# Wolves in Oregon



## ELKARCHER (Apr 21, 2003)

Just found this on the Big game Hunter site, the link is in the post about Big game hunting. 

Oregon Hunters: Are you busy today and tommorow? Wish I'd seen this earlier!

ODFW on Track with Wolf Plan
Oregon Department of Fish and Wildlife

Posted on: 02/04/05 [Comments?] 

--------------------------------------------------------------------------------

The Oregon Department of Fish and Wildlife is moving ahead with plans to present a draft Wolf Conservation and Management Plan to the Oregon Fish and Wildlife Commission for consideration and possible adoption at its Feb. 10-11 meeting in Troutdale. 

Today’s announcement follows a Feb. 1 court ruling requiring the federal government to reinstate wolves as ‘endangered’ under the federal Endangered Species Act. The court ruling effectively pre-empts portions of Oregon’s draft plan by mandating stricter protections of wolves than Oregon would require. Other portions of the plan are unaffected. 

ODFW, however, maintains the plan is still needed. 

“The court did not order the wolf to stay in Idaho,” said Craig Ely, ODFW Special Projects Coordinator, who has been leading the multi-year effort to develop a wolf conservation and management plan. “Wolves are still coming to Oregon, and Oregon still needs a plan to deal with them.” 

In addition, noted Ely, having a wolf conservation and management plan in place will enable Oregon to quickly take over wolf management in the event the federal government does eventually downlist wolves or takes other measures to shift management of wolves to the states. 

“ODFW also has an obligation to satisfy the requirements of Oregon’s Endangered Species Act,” said Ely. “The state ESA requires ODFW to work toward conservation of any species designated as endangered under state law, and that includes wolves.” 

Ely and his team are at work identifying those areas of the Wolf Conservation and Management Plan that will be pre-empted by federal law and those that can take effect. These areas will be identified in the plan, but no changes to the plan are being proposed as a result of the court ruling.

──────

*Problems to solve*
**a.** Answer these questions from the Oregon wolves thread:
(i) Where was the Feb. 10-11 commission meeting to be held?
(ii) On what date was the court ruling that required wolves to be reinstated as endangered?
(iii) What is Craig Ely's title at ODFW?
**b.** Please extract from the Oregon wolves thread the passage from "In addition, noted" up to and including "the court ruling.", word for word.
The material that follows comes from a separate source.

*Rows*
──────

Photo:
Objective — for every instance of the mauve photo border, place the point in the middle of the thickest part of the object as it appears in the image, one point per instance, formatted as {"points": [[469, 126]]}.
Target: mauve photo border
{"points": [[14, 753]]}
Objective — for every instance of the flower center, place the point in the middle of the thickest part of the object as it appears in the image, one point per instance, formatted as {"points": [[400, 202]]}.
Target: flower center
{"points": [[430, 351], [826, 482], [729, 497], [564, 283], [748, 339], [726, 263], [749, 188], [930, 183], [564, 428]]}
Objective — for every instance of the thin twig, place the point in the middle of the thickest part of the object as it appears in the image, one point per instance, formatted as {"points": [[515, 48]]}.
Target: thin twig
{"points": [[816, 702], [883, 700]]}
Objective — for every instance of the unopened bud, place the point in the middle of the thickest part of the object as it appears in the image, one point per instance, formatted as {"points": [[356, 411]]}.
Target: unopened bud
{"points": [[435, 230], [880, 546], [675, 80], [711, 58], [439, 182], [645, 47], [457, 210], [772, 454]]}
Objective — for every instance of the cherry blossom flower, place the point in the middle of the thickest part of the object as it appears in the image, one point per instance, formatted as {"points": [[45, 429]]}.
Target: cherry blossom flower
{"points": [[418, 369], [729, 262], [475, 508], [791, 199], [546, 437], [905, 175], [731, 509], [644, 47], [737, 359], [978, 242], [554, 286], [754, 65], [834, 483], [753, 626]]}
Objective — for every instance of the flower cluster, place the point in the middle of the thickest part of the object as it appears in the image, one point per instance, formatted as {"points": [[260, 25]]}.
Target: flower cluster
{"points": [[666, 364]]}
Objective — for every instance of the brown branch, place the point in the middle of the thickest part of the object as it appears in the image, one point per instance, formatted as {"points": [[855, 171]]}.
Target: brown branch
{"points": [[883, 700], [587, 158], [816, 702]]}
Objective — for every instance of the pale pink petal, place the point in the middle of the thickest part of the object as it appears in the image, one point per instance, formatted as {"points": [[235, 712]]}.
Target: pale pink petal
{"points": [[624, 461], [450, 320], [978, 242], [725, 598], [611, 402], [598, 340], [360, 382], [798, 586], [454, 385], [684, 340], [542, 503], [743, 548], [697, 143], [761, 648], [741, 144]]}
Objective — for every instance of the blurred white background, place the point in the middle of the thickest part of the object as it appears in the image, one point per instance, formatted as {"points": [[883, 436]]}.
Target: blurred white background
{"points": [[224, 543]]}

──────

*Outputs*
**a.**
(i) Troutdale
(ii) Feb. 1
(iii) Special Projects Coordinator

**b.**
In addition, noted Ely, having a wolf conservation and management plan in place will enable Oregon to quickly take over wolf management in the event the federal government does eventually downlist wolves or takes other measures to shift management of wolves to the states. 

“ODFW also has an obligation to satisfy the requirements of Oregon’s Endangered Species Act,” said Ely. “The state ESA requires ODFW to work toward conservation of any species designated as endangered under state law, and that includes wolves.” 

Ely and his team are at work identifying those areas of the Wolf Conservation and Management Plan that will be pre-empted by federal law and those that can take effect. These areas will be identified in the plan, but no changes to the plan are being proposed as a result of the court ruling.